▶ **What you have to do**: Copy the records from the line containing "Which part of this frame contains the green" through the end of the records, both ends included, with "frame" changed to "image" and nothing else altered. Give only those lines.

* BEGIN Source data *

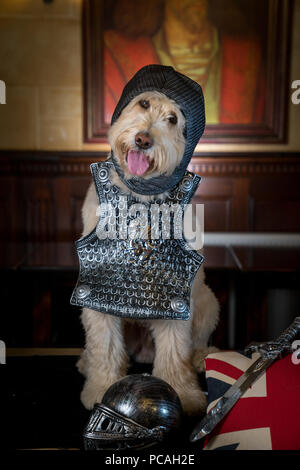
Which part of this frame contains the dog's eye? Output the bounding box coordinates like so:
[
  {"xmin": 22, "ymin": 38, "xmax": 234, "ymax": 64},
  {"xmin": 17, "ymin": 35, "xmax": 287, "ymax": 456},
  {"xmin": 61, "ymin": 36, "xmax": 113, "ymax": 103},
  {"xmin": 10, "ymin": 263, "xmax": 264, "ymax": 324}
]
[
  {"xmin": 139, "ymin": 100, "xmax": 150, "ymax": 109},
  {"xmin": 168, "ymin": 114, "xmax": 177, "ymax": 124}
]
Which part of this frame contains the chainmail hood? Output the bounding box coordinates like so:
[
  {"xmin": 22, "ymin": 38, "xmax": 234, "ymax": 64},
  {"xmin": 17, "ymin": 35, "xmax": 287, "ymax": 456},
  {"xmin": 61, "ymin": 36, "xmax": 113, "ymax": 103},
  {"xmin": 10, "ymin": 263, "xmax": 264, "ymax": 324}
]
[{"xmin": 111, "ymin": 64, "xmax": 205, "ymax": 194}]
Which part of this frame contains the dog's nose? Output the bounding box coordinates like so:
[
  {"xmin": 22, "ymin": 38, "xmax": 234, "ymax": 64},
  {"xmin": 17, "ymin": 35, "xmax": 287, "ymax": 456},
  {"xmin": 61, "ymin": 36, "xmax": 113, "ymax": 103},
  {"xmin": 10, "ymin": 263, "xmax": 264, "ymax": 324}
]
[{"xmin": 135, "ymin": 132, "xmax": 153, "ymax": 150}]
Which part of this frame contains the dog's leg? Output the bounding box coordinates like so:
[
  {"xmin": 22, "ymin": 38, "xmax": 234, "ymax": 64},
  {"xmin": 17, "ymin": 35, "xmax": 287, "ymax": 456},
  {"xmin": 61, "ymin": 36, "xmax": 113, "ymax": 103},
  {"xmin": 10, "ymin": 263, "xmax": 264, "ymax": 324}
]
[
  {"xmin": 77, "ymin": 308, "xmax": 128, "ymax": 409},
  {"xmin": 191, "ymin": 279, "xmax": 219, "ymax": 372},
  {"xmin": 151, "ymin": 320, "xmax": 206, "ymax": 414}
]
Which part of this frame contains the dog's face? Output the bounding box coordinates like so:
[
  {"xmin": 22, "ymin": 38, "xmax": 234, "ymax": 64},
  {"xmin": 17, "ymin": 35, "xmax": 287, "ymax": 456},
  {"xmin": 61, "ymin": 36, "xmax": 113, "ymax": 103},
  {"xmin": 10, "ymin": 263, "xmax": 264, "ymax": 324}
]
[{"xmin": 108, "ymin": 91, "xmax": 185, "ymax": 178}]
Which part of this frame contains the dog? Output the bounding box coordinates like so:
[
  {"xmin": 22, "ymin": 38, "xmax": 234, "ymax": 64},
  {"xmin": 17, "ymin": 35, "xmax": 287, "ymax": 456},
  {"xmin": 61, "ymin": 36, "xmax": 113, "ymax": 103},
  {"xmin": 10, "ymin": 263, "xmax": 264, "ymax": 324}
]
[{"xmin": 77, "ymin": 67, "xmax": 219, "ymax": 415}]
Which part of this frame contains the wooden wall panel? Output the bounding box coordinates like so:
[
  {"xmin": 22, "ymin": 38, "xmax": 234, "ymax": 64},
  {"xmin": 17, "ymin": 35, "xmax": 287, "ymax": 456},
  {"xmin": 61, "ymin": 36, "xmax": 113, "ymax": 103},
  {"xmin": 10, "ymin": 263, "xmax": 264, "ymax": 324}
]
[{"xmin": 0, "ymin": 151, "xmax": 300, "ymax": 241}]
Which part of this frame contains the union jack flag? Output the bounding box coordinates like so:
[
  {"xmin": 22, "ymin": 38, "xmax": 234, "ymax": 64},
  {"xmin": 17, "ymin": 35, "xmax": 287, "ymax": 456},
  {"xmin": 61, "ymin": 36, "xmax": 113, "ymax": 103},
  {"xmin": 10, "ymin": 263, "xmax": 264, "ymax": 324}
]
[{"xmin": 204, "ymin": 351, "xmax": 300, "ymax": 450}]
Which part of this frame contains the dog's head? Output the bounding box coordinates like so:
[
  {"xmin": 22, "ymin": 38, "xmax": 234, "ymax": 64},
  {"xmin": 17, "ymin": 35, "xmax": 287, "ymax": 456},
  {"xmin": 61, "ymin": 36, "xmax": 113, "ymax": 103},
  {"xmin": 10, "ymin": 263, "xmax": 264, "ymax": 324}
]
[
  {"xmin": 109, "ymin": 64, "xmax": 205, "ymax": 195},
  {"xmin": 108, "ymin": 91, "xmax": 186, "ymax": 179}
]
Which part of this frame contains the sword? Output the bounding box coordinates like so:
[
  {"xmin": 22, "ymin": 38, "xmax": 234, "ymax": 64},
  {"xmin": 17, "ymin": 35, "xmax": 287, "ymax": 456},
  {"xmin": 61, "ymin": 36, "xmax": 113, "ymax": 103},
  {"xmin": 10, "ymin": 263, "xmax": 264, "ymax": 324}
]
[{"xmin": 190, "ymin": 317, "xmax": 300, "ymax": 442}]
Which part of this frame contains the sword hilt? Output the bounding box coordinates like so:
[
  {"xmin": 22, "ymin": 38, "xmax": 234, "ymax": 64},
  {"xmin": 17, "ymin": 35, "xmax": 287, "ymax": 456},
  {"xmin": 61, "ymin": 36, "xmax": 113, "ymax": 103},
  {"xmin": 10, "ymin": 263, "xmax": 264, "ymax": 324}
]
[{"xmin": 245, "ymin": 317, "xmax": 300, "ymax": 358}]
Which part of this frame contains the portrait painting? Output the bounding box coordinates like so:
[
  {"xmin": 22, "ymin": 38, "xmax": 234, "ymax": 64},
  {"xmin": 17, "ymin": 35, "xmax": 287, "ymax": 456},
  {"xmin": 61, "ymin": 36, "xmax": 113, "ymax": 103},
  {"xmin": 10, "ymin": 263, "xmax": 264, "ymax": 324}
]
[{"xmin": 85, "ymin": 0, "xmax": 289, "ymax": 142}]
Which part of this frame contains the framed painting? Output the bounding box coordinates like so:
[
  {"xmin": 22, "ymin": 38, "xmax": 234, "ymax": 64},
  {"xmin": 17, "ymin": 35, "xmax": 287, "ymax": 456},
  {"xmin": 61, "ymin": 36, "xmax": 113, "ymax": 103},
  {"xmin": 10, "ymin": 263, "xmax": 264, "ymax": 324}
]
[{"xmin": 83, "ymin": 0, "xmax": 292, "ymax": 143}]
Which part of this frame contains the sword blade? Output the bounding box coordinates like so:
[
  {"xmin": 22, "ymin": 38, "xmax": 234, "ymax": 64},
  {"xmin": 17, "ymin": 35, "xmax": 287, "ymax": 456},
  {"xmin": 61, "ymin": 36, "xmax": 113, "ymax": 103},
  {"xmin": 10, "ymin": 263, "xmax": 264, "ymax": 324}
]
[{"xmin": 190, "ymin": 357, "xmax": 276, "ymax": 442}]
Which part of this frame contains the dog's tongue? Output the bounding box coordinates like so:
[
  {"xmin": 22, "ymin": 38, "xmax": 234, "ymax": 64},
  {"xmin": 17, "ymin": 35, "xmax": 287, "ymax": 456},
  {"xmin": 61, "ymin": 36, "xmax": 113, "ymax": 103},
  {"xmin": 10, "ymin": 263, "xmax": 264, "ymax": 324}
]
[{"xmin": 127, "ymin": 150, "xmax": 149, "ymax": 176}]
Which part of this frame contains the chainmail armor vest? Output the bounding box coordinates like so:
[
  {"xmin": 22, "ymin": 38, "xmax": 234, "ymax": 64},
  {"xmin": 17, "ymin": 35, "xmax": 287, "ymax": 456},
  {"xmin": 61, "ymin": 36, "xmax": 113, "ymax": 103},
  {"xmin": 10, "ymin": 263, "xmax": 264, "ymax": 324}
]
[{"xmin": 71, "ymin": 160, "xmax": 204, "ymax": 320}]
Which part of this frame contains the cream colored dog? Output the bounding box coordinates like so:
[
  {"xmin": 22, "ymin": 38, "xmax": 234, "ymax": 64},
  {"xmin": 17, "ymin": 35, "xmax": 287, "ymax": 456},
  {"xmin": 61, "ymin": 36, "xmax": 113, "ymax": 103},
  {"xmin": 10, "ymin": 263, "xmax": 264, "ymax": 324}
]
[{"xmin": 78, "ymin": 91, "xmax": 219, "ymax": 414}]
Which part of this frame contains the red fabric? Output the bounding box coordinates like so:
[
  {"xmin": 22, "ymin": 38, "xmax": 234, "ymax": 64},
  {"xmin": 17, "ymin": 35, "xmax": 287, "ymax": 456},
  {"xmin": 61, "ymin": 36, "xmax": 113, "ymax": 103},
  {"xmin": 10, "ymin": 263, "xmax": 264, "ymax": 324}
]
[{"xmin": 205, "ymin": 353, "xmax": 300, "ymax": 450}]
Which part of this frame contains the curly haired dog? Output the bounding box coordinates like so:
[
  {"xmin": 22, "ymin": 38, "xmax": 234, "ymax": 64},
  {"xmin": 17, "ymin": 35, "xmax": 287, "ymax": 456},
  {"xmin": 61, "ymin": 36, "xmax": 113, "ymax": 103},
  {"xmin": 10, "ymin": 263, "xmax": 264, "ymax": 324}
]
[{"xmin": 78, "ymin": 83, "xmax": 219, "ymax": 414}]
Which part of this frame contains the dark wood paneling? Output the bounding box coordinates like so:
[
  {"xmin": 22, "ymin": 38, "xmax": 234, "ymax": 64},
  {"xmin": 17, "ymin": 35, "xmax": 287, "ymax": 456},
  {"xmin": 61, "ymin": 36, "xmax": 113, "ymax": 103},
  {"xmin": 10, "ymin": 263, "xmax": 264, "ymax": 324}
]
[{"xmin": 0, "ymin": 151, "xmax": 300, "ymax": 242}]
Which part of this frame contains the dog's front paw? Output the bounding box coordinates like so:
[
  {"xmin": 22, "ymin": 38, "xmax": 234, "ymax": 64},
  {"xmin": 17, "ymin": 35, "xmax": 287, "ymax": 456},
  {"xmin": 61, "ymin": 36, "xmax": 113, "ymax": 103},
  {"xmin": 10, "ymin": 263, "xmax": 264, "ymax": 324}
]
[
  {"xmin": 192, "ymin": 346, "xmax": 219, "ymax": 372},
  {"xmin": 80, "ymin": 380, "xmax": 108, "ymax": 410}
]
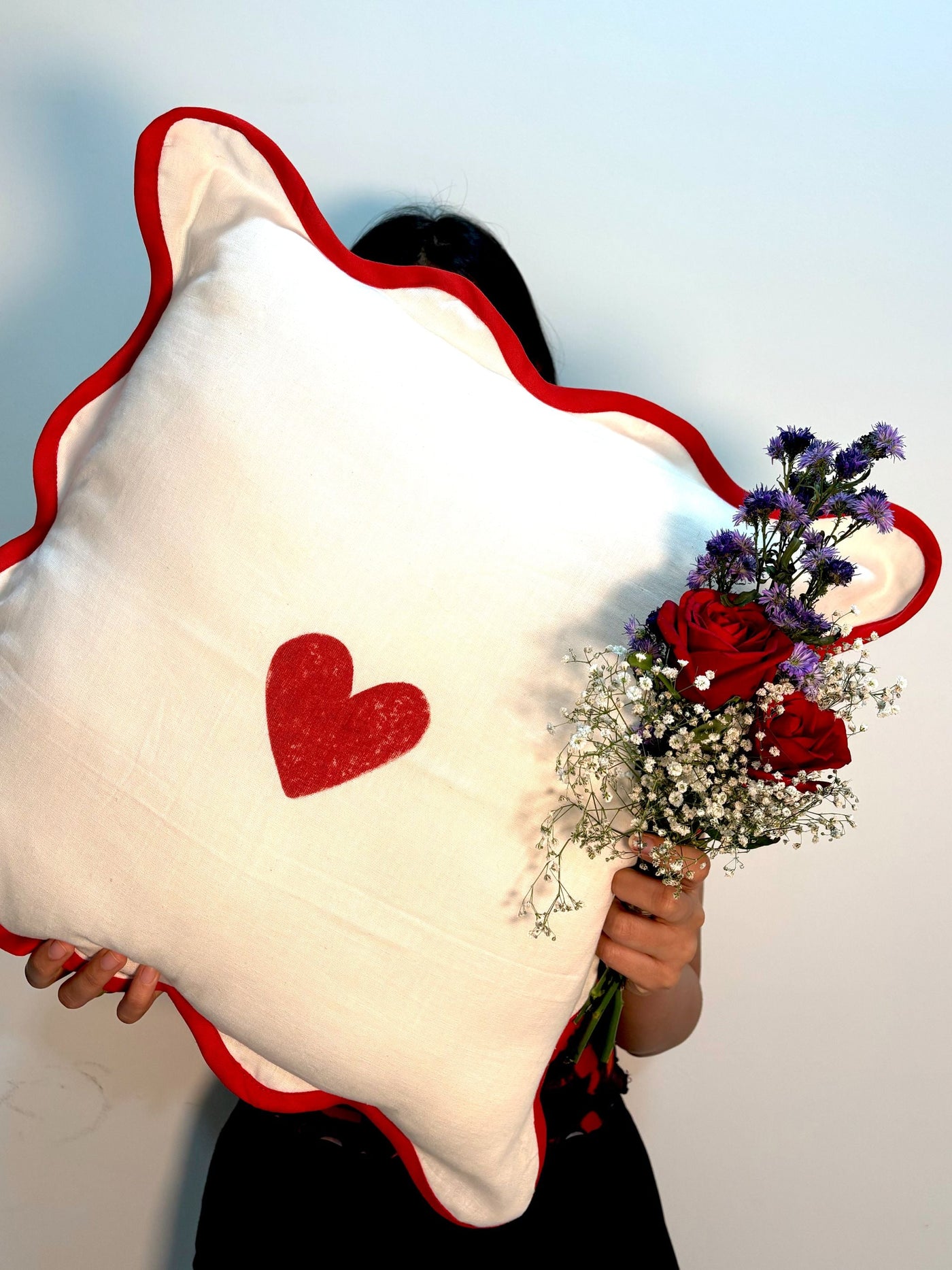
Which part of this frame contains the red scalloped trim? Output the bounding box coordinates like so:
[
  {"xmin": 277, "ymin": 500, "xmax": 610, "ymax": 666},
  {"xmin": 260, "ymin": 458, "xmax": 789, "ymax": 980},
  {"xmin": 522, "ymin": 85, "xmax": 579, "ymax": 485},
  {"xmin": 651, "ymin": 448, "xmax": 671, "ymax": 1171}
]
[{"xmin": 0, "ymin": 107, "xmax": 942, "ymax": 1224}]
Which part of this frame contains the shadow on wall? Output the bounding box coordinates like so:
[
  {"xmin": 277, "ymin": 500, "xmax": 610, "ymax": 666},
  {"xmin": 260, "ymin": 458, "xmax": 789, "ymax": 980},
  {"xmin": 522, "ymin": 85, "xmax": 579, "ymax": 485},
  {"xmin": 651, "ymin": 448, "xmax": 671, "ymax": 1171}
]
[
  {"xmin": 0, "ymin": 76, "xmax": 148, "ymax": 541},
  {"xmin": 156, "ymin": 1081, "xmax": 236, "ymax": 1270}
]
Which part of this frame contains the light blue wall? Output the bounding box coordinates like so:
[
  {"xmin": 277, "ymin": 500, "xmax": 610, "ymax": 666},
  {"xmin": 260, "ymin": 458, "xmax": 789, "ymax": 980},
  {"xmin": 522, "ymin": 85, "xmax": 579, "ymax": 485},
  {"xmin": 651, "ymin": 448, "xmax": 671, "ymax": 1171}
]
[{"xmin": 0, "ymin": 0, "xmax": 952, "ymax": 1270}]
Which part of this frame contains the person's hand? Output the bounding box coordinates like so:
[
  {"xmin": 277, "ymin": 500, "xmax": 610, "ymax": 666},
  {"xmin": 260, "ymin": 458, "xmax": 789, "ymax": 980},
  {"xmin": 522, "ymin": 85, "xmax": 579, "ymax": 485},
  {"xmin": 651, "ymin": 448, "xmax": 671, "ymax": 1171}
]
[
  {"xmin": 598, "ymin": 833, "xmax": 711, "ymax": 996},
  {"xmin": 24, "ymin": 940, "xmax": 158, "ymax": 1024}
]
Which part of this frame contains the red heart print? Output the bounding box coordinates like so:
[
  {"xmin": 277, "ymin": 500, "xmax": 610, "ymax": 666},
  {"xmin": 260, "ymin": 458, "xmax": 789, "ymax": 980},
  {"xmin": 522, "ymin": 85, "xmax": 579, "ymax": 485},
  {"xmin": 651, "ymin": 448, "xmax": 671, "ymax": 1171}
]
[{"xmin": 264, "ymin": 635, "xmax": 430, "ymax": 797}]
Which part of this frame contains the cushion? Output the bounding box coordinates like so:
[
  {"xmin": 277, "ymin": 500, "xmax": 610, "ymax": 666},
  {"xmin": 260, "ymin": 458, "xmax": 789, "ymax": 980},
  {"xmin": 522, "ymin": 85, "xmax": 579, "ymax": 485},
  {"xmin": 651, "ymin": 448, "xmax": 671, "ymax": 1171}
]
[{"xmin": 0, "ymin": 110, "xmax": 938, "ymax": 1226}]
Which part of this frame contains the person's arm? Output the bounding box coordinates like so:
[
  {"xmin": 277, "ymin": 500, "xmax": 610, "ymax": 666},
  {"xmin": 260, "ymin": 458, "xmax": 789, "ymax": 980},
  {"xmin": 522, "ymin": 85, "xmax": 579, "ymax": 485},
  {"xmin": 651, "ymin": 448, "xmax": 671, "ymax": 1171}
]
[{"xmin": 598, "ymin": 833, "xmax": 709, "ymax": 1056}]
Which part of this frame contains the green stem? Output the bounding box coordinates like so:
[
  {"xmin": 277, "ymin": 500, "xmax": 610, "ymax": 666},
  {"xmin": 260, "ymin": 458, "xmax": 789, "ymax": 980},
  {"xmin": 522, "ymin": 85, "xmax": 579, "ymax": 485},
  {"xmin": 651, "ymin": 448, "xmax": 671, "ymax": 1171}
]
[{"xmin": 570, "ymin": 967, "xmax": 626, "ymax": 1063}]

* END Source data *

▶ **Output for this exercise**:
Which part of this image contains the green stem? Output the bounding box coordinates like so:
[
  {"xmin": 277, "ymin": 500, "xmax": 610, "ymax": 666},
  {"xmin": 260, "ymin": 458, "xmax": 789, "ymax": 980},
  {"xmin": 522, "ymin": 85, "xmax": 579, "ymax": 485},
  {"xmin": 651, "ymin": 448, "xmax": 671, "ymax": 1171}
]
[{"xmin": 570, "ymin": 967, "xmax": 626, "ymax": 1063}]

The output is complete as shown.